* **Exercise text**
'''
Mate Care-For

Not the pin-cusion dolls and zombies of hollywood, but the wild, earthy, intense religeon practiced by a people ripped out of many places and pulled together in a gumbo of different influences and cultures…. There are times I want to be able to reach out and ask for advice, not from a friend, who has an aegenda or knows too much, yet too little.

Mate Care-For, protect me.

There’s a book by Tim Powers, On Stranger Tides. It features, among other things, Black Beard, Stede Bonnet, Calico Jack and his wenches Anne Bonny and Mary Reed, Voodoo, and the Fountain of Youth. It’s typical Powers, which is to say, not typical at all. It’s an insane, inspired, possibly brilliant piece by one of the most inventive SF/Fantasy writers working today. It threads a fictional story into real historical events, fictional people in a fictional story side-by-side with real people from the pages of history books. Powers is an obsessive researcher so when he tells a story this way, it’s spot on with the details.

This is also clearly a book that inspired a lot of the Pirates of the Carribean movie. I mean, the lead character is Jack Shandy, his lady is named Elizabeth, there’s a ship crewed by zombies, there are curses. Too many similarities to be completely accidental. Published in ’87, it predates Curse of the Black Pearl by a good fifteen years.

The beauty of Powers’ work is that he peels back the cover and shows us the magic – sinister, dangerous, dark magic – hiding behind ordinary reality. He shows us a world where everything has a meaning, and everything that looks sinister actually is. Of course Blackbeard was a sorcerer, we think. How could he not be? Of course pirates practiced Vodun. How could we not already have known this?

The pirates in Powers book call on someone, a protective saint, a person, a protector. Mate Care-For, they call him. They summon him for luck, for protection. They carry charms to suppon his attention and thus summon his protective presence.

Only, he’s not just that. He’s someone else. He’s someone more.

Maître Carrefour. Master of the cross-roads.

I do not pretend to be an expert on Voodoo, or Vodou, or Vodun, or whatever we choose to call it. I’m not sure anyone not raised in that culture can truly be expert. Certainly it’s hard to find any definitive source. The names, the deities, they seem fluid. Sometimes we hear of two different entities, sometimes two names which are aspects of one single deity.

Maître Carrefour may or may not be the same as Legba; Papa Legba, Legba Atibon. Some say he’s not the same. I think he is.

Legba is, as near as I can tell, the Loa of sorcerers, magicians. He’s the first Loa called in any ceremony. He represents the gateway between this and other worlds. Between magic and mundane. He’s many other things. Each page I read says something different. He’s crossed over, as are all the major Vodou figures, with catholic saints; so he’s also in some sense Saint Peter, keeper of another gateway.

He’s a deity who represents, to my mind, chance. Luck. Changes. Choices.

He is the master of the cross-roads. The place where choices are made.
'''
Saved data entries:
'''
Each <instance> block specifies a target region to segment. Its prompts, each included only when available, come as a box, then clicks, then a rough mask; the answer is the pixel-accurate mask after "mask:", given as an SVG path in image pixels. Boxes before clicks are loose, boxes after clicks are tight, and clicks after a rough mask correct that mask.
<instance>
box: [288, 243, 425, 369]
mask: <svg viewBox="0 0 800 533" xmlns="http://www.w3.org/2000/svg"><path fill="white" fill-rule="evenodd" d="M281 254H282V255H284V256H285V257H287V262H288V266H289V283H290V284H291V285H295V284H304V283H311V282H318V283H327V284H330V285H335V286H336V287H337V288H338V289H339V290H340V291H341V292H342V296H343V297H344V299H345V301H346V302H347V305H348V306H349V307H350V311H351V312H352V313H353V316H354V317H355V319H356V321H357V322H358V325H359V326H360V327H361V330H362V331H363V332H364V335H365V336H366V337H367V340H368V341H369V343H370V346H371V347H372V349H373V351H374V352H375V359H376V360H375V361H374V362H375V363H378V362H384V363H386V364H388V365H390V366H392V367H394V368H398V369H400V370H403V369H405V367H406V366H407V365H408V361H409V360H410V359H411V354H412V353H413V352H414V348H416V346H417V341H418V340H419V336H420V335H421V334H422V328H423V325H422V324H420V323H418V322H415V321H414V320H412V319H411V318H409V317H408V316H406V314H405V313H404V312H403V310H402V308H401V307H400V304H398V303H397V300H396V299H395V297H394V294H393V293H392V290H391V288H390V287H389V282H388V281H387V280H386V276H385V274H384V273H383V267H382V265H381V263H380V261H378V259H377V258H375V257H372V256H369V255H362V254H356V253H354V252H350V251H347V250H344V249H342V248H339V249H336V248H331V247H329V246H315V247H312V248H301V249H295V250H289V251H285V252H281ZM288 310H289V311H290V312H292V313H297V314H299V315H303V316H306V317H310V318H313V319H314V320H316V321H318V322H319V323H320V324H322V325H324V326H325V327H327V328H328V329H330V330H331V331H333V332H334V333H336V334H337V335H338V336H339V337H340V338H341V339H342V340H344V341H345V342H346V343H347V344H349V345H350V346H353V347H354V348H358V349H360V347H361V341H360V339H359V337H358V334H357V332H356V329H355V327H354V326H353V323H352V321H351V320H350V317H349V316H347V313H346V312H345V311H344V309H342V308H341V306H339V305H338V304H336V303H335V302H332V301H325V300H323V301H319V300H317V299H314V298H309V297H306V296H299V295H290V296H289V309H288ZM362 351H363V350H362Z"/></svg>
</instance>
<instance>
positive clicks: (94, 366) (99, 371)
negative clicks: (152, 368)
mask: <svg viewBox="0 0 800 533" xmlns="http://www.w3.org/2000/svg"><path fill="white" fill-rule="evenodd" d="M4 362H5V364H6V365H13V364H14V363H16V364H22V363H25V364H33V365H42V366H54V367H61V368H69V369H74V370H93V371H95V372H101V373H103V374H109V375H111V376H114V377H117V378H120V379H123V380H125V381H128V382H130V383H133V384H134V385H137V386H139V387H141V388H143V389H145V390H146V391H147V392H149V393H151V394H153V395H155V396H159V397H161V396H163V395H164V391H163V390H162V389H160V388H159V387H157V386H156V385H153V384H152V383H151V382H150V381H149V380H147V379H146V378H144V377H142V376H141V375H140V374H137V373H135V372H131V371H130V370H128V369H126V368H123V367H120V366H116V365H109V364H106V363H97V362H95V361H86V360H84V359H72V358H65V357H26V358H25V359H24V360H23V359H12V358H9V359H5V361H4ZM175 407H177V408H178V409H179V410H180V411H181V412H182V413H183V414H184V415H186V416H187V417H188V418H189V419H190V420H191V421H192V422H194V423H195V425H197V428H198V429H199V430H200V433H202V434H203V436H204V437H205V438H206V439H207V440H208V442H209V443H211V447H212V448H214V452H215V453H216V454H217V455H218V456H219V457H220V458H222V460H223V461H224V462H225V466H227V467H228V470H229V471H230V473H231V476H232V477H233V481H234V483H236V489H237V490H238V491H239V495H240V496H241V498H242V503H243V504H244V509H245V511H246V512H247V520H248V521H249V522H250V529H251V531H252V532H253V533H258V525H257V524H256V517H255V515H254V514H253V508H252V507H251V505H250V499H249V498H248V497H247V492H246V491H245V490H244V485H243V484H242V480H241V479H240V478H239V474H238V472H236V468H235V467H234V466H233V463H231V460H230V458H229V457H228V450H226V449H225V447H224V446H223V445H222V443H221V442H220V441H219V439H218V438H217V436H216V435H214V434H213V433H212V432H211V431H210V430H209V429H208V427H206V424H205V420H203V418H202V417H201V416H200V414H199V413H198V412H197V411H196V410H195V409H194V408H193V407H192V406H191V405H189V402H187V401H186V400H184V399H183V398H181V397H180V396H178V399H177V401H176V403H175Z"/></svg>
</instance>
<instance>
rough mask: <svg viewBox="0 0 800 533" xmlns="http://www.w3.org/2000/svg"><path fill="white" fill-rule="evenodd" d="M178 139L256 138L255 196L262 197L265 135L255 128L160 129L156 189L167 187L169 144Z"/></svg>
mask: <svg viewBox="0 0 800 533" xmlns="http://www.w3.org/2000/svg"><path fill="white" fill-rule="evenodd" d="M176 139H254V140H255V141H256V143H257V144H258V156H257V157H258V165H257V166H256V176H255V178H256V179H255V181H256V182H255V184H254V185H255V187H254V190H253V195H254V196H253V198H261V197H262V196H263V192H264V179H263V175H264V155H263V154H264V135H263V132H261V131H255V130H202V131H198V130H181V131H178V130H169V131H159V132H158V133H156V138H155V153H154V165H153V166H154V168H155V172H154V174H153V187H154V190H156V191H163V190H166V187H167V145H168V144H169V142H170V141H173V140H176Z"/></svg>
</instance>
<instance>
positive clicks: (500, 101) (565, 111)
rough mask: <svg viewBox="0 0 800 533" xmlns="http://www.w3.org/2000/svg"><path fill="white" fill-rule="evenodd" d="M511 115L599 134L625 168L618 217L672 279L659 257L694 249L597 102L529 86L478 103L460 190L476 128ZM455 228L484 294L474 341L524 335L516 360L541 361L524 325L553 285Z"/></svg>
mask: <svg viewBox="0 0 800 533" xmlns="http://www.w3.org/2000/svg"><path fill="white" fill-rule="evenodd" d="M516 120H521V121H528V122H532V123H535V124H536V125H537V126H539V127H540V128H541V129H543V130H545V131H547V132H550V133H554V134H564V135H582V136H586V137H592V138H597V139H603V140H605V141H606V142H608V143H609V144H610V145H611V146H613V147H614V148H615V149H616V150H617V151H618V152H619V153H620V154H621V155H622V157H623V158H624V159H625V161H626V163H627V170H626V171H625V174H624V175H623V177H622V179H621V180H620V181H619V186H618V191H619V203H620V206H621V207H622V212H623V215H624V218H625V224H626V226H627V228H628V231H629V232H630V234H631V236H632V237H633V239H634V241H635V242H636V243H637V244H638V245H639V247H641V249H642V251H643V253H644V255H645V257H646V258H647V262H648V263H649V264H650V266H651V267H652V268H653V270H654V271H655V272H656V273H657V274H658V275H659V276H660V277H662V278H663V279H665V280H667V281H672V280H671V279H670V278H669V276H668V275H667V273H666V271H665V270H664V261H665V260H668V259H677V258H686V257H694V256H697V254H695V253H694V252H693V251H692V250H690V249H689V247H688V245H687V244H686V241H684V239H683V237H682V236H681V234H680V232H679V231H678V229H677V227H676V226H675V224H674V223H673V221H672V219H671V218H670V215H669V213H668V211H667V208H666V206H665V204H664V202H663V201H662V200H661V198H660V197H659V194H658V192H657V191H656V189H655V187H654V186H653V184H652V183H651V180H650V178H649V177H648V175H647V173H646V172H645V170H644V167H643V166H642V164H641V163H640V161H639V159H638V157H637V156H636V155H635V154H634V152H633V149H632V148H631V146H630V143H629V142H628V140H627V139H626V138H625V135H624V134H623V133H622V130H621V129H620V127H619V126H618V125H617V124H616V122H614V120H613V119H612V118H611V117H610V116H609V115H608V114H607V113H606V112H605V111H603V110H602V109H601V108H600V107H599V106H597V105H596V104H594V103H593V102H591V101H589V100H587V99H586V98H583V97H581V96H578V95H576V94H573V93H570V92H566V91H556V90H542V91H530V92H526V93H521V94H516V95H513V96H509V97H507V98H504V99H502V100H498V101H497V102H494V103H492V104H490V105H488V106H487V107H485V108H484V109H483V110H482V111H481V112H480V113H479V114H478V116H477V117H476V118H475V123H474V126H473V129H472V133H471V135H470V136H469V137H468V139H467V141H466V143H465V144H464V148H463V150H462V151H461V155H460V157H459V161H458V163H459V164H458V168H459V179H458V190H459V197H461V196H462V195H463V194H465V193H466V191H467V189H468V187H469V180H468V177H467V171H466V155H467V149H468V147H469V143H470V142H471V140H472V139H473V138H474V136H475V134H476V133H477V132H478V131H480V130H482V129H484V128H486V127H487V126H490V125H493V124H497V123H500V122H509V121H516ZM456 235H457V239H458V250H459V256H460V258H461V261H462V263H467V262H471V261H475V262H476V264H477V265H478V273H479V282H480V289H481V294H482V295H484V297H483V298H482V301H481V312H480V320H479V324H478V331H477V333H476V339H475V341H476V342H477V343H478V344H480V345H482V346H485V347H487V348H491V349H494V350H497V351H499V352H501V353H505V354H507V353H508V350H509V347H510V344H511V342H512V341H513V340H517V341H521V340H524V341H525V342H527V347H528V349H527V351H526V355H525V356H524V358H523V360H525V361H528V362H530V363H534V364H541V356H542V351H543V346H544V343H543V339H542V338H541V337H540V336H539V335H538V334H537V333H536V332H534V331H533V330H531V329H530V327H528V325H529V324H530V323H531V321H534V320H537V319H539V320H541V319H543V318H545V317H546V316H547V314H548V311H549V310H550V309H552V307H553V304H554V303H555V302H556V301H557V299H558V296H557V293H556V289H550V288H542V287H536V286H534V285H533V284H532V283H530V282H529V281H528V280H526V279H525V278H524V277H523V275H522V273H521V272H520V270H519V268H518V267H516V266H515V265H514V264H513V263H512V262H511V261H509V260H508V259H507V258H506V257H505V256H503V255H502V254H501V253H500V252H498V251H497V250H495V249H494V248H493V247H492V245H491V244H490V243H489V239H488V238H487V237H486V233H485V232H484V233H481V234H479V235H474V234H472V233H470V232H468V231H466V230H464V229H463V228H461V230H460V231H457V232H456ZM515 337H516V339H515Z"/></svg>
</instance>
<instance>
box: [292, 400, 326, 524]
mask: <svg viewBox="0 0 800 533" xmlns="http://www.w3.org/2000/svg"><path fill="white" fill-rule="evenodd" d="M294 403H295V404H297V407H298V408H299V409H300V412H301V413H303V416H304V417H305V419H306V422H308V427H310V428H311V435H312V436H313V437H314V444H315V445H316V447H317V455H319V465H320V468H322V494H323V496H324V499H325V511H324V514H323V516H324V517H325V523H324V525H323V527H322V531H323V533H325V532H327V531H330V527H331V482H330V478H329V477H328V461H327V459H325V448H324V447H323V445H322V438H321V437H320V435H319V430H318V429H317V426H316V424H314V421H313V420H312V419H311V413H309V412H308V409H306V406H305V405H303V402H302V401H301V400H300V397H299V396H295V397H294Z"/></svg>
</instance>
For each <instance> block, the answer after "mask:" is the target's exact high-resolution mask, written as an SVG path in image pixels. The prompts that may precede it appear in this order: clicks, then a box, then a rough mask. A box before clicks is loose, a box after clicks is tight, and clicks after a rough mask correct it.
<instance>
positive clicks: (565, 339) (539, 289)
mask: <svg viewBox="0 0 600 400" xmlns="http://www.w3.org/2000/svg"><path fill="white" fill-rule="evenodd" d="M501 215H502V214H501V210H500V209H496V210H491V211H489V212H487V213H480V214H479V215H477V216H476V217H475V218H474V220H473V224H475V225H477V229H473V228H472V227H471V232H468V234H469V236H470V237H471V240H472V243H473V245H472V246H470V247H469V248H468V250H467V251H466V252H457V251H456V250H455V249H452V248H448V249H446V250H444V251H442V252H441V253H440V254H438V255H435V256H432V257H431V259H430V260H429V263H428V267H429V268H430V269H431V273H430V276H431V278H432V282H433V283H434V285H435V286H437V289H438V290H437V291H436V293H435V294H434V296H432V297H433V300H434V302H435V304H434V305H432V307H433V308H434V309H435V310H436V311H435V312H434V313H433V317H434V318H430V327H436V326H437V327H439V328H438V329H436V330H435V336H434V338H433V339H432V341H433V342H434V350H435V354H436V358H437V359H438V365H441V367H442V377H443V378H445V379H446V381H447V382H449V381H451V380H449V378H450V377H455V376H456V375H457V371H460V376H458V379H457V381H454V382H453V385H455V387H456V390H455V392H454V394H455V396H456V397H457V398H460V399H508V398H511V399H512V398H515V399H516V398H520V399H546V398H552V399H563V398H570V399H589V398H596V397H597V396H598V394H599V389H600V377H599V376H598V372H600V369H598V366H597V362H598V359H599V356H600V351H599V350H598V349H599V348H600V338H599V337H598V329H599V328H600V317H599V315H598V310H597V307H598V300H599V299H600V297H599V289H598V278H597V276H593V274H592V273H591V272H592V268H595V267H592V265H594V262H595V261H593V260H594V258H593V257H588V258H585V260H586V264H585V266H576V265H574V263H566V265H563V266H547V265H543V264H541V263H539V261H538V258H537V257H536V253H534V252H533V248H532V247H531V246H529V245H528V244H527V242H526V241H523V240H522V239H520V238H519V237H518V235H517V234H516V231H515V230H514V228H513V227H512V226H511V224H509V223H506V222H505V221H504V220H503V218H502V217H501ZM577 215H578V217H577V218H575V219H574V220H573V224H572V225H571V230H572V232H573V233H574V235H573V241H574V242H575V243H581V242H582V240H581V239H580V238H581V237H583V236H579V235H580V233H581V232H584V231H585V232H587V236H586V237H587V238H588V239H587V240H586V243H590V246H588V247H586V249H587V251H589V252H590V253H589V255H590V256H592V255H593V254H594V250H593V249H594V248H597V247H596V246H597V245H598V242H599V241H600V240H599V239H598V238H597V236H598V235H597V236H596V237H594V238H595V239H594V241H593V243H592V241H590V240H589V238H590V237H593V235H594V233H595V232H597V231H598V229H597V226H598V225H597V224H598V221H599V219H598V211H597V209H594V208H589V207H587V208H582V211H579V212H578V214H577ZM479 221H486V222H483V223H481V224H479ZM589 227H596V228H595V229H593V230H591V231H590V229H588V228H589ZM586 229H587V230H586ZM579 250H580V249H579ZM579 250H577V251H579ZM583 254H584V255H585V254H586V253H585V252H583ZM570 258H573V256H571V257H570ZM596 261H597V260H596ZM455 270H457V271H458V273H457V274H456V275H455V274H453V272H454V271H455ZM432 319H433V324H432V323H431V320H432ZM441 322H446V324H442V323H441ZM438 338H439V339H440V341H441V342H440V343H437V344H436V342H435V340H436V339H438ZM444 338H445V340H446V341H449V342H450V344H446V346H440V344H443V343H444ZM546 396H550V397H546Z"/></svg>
'''
* **Task instructions**
• a. In the post about On Stranger Tides, which real pirates are named among the things the book features?
• b. Update the saved data entries from their first line through the line with "box: [288, 243, 425, 369]", changing "target region" to "target area". Return only those lines.

* **Task-by-task solutions**
• a. Black Beard, Stede Bonnet, Calico Jack, Anne Bonny, Mary Reed

• b.
Each <instance> block specifies a target area to segment. Its prompts, each included only when available, come as a box, then clicks, then a rough mask; the answer is the pixel-accurate mask after "mask:", given as an SVG path in image pixels. Boxes before clicks are loose, boxes after clicks are tight, and clicks after a rough mask correct that mask.
<instance>
box: [288, 243, 425, 369]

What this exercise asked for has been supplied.